[Collection entries]
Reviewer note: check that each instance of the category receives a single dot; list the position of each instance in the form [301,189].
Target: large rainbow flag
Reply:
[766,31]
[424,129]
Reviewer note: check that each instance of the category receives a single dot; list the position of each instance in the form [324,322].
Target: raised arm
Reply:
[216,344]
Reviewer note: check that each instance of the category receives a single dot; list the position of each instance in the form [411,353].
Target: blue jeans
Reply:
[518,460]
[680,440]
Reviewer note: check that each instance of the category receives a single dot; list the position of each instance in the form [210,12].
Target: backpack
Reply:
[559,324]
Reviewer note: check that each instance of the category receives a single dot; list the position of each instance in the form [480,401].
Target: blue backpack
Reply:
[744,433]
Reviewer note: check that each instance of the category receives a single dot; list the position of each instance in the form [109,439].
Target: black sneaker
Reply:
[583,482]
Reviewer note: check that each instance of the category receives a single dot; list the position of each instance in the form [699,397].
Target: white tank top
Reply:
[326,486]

Requirement => Each line of the data that holds "instance" should be copied.

Worked solution =>
Reviewer note: check that each instance of the category receives a single dot; list the position of each instance in the form [301,189].
Reviewer note: check that each instance of the category receives a single dot; list the position of each instance in the form [324,322].
Reviewer note: check that each instance of the category receives a single dot; list the position of each instance in the form [411,353].
Reviewer note: check that each instance of the category receives a single dot; list the position of each instance in the form [210,12].
Reviewer note: check that each instance of the category receives a single dot; list the position of each instance in the form [480,401].
Reviewer note: check that each instance of the category receives a single dot; list the position of each instance in the form [109,439].
Reviewer note: check that each instance of the category receives a single dot; list the position of each instance in the form [699,397].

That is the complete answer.